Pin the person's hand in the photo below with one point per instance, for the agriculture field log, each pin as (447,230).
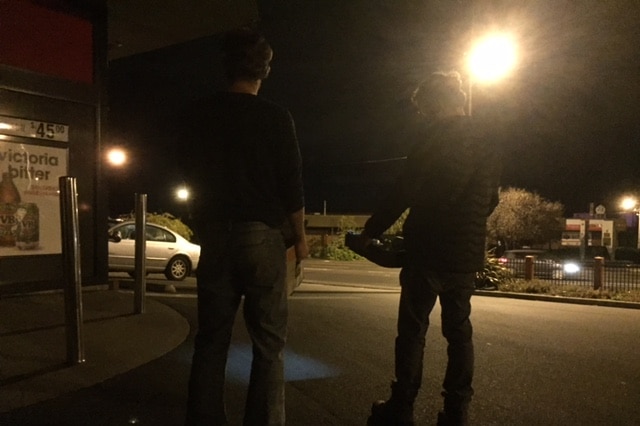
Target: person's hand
(365,240)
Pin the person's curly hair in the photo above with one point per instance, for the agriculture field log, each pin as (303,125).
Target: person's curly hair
(439,90)
(247,54)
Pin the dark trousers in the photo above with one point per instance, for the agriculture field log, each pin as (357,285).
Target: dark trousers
(420,289)
(247,260)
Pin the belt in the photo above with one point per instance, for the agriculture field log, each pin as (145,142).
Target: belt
(232,225)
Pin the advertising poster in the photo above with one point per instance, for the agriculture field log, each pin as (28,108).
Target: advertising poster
(29,199)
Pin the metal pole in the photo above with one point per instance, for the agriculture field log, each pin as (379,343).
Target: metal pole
(470,96)
(598,272)
(638,214)
(71,269)
(140,284)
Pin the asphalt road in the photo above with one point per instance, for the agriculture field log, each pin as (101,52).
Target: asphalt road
(538,363)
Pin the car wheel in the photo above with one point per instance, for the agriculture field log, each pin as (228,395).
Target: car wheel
(178,269)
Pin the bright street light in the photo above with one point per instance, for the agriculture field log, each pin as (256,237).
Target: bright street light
(630,204)
(492,57)
(182,194)
(116,157)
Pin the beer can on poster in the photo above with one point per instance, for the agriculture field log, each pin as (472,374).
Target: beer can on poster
(27,226)
(8,224)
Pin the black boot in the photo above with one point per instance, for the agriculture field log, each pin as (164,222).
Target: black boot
(397,411)
(453,419)
(455,411)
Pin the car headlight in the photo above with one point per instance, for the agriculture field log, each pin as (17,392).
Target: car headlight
(571,268)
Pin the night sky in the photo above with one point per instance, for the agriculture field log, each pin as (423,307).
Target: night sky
(567,117)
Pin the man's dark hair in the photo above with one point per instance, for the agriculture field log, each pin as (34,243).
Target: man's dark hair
(247,55)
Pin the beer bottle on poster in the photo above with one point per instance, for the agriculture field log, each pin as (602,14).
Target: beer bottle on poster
(9,200)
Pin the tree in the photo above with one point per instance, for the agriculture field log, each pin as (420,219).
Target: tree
(525,218)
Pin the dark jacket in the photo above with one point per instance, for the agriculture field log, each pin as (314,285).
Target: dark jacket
(451,186)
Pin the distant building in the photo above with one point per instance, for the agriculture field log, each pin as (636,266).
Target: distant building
(600,232)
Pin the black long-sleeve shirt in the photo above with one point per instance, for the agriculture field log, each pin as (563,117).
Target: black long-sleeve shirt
(247,165)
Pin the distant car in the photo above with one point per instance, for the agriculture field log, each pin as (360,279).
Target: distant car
(166,251)
(544,264)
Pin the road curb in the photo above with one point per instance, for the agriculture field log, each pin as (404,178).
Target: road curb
(559,299)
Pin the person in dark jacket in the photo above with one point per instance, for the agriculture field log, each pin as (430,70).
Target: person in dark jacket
(450,185)
(247,184)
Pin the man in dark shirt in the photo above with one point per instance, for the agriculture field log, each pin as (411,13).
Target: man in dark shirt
(450,185)
(247,183)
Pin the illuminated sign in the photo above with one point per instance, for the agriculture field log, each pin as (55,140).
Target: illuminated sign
(34,129)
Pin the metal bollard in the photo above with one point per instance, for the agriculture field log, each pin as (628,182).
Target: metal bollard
(140,283)
(598,272)
(528,268)
(71,269)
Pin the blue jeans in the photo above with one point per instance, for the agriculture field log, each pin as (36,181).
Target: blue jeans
(249,260)
(420,289)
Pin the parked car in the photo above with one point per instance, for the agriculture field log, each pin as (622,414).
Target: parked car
(545,265)
(166,251)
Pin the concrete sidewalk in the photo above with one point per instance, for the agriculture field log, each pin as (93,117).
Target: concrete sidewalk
(33,354)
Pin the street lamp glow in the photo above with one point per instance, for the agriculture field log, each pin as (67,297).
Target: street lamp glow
(492,58)
(182,194)
(116,157)
(628,203)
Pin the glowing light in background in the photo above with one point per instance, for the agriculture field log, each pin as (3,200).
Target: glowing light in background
(116,157)
(492,58)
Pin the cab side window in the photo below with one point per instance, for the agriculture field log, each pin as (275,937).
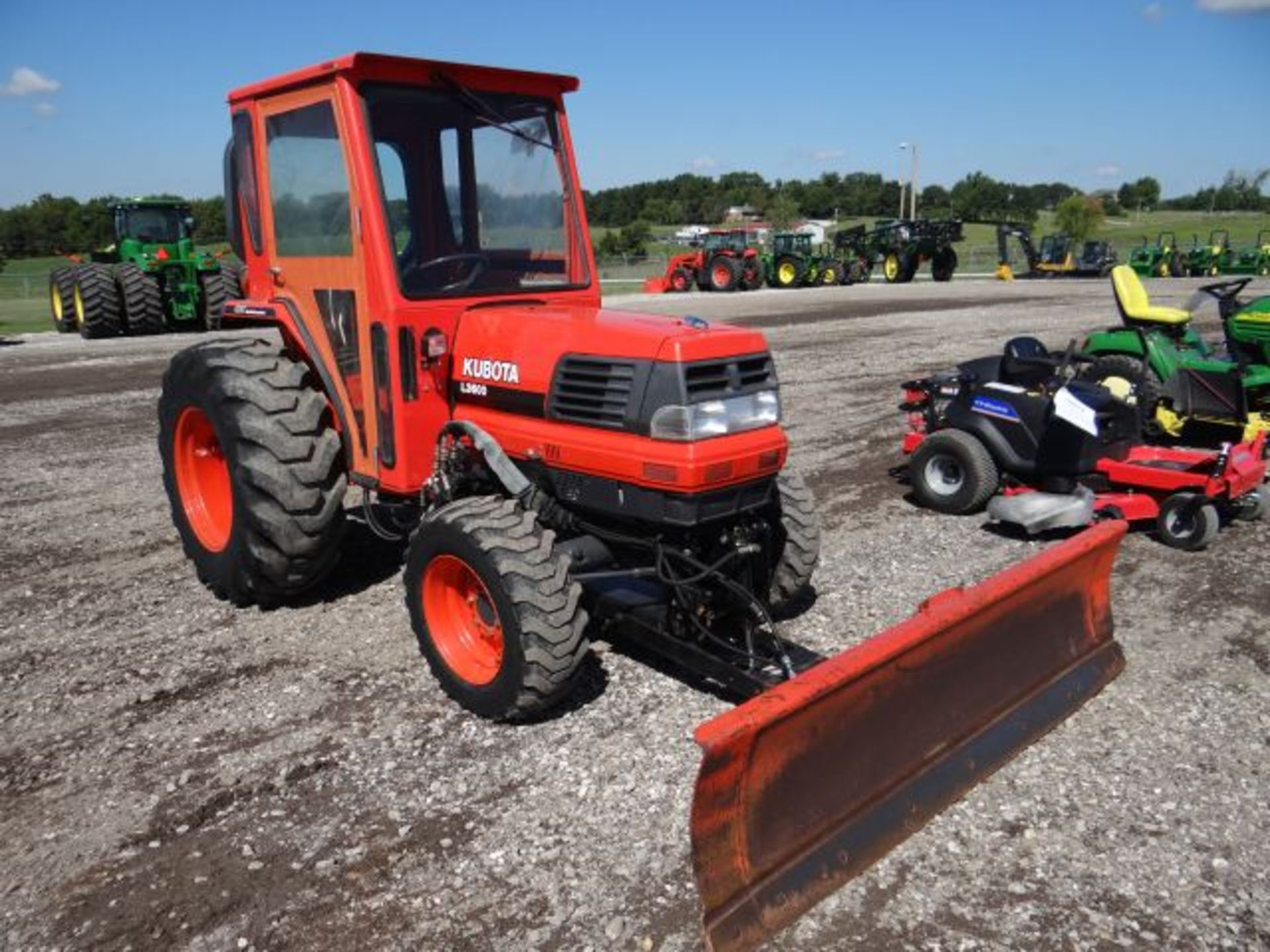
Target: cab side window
(308,184)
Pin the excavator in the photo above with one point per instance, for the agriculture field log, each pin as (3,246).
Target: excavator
(560,470)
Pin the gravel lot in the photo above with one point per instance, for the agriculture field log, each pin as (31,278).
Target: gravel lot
(178,774)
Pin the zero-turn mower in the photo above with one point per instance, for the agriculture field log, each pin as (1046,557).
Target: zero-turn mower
(563,470)
(1184,386)
(727,260)
(1043,451)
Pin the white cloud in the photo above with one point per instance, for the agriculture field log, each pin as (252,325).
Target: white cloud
(26,81)
(1234,5)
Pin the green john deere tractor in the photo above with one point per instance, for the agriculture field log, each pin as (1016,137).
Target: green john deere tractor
(1160,260)
(792,262)
(1185,386)
(1253,259)
(1212,259)
(151,280)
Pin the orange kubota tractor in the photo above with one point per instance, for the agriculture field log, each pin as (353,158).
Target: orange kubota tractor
(727,260)
(414,231)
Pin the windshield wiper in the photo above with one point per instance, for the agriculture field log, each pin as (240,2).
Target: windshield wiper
(488,112)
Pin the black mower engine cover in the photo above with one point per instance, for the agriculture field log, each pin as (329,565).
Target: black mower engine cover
(1029,437)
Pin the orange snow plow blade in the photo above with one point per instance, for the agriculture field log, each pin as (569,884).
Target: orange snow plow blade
(810,783)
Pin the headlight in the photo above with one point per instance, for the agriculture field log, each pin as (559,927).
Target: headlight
(716,418)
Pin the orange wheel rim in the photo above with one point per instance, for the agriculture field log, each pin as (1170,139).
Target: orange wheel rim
(462,619)
(204,479)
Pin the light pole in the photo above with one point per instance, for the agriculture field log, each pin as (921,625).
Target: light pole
(912,182)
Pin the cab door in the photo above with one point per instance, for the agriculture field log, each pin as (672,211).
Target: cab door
(316,255)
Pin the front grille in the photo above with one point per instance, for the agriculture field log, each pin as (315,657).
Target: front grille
(713,380)
(592,390)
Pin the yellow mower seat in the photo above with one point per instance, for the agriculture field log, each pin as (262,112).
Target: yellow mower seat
(1136,307)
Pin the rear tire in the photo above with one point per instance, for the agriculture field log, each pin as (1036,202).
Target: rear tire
(954,474)
(1187,524)
(214,291)
(525,602)
(799,546)
(723,273)
(95,302)
(142,300)
(270,524)
(62,299)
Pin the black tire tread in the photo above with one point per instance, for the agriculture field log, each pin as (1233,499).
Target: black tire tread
(802,551)
(287,462)
(142,300)
(101,300)
(536,579)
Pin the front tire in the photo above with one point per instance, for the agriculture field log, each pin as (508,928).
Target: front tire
(95,302)
(142,300)
(62,299)
(497,616)
(253,469)
(799,543)
(954,474)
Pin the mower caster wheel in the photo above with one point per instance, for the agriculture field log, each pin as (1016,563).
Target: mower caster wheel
(495,614)
(1250,507)
(799,545)
(1188,522)
(954,474)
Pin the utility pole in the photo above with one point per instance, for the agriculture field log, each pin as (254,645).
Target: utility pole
(912,182)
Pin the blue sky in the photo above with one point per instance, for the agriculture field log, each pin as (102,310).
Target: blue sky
(112,98)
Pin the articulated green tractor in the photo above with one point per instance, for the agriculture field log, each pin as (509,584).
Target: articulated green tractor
(792,263)
(1160,260)
(1253,259)
(1212,259)
(1184,386)
(151,280)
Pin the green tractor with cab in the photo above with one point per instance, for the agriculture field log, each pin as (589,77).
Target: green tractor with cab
(150,281)
(1212,259)
(1253,259)
(793,263)
(1184,386)
(1160,260)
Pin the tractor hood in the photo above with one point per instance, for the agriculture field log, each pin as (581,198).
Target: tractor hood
(520,344)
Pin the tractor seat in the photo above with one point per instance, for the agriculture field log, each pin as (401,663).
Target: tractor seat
(1136,307)
(1027,364)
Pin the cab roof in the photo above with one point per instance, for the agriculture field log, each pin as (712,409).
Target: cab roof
(403,69)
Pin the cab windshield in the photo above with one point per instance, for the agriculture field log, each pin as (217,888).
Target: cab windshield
(476,192)
(153,225)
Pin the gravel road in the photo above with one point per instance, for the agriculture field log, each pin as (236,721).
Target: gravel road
(178,774)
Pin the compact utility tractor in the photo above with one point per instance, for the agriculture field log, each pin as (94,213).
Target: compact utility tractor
(1184,386)
(793,263)
(1019,433)
(415,233)
(1251,259)
(727,260)
(1160,260)
(1212,259)
(1056,257)
(151,280)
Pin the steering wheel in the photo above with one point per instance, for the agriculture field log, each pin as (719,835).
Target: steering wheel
(479,266)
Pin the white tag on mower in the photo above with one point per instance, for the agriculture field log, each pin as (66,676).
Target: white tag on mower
(1068,407)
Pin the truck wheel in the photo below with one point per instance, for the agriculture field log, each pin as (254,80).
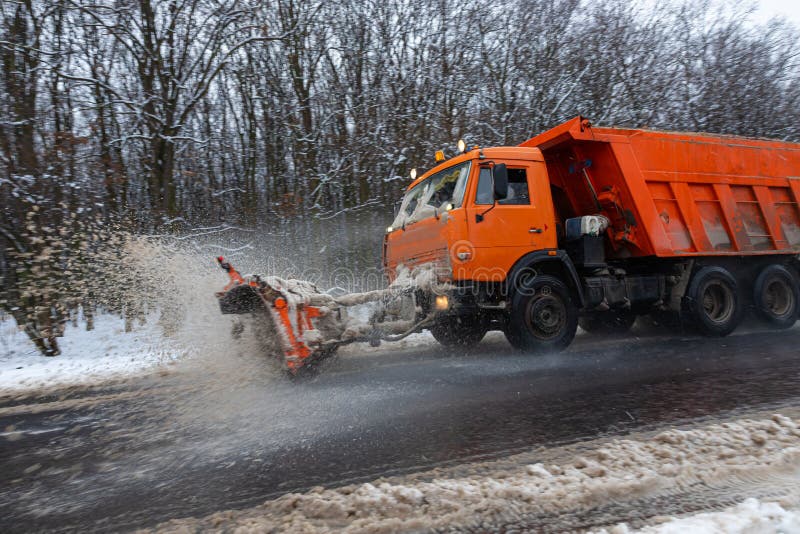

Problem to work on – Begin with the line holding "Pin the gravel road" and end with the last line of the listing. Reproduce each of those lines exactly, and leave every picture out.

Output for this task –
Pin the gravel road in the photo above with one point per instance, for the agriculture field log, each pin as (236,721).
Target: gravel road
(178,774)
Pin the compact utility tractor in the photo above with one point per instance, for the agriculture field log, each pin as (94,213).
Target: compact utility tractor
(1184,386)
(793,263)
(1019,433)
(415,233)
(1251,259)
(727,260)
(1160,260)
(1212,259)
(1056,257)
(151,280)
Pin the steering wheel in the photo above with one point per instance, for the agriculture field log, each pin as (719,835).
Target: steering wheel
(479,266)
Pin the white tag on mower in the photo above with one point per instance, for the agriculture field log, each pin as (66,676).
Target: white tag on mower
(1068,407)
Pin the truck wheel in the photo below with one point per instance, for the agriculture field log, each pin as (254,80).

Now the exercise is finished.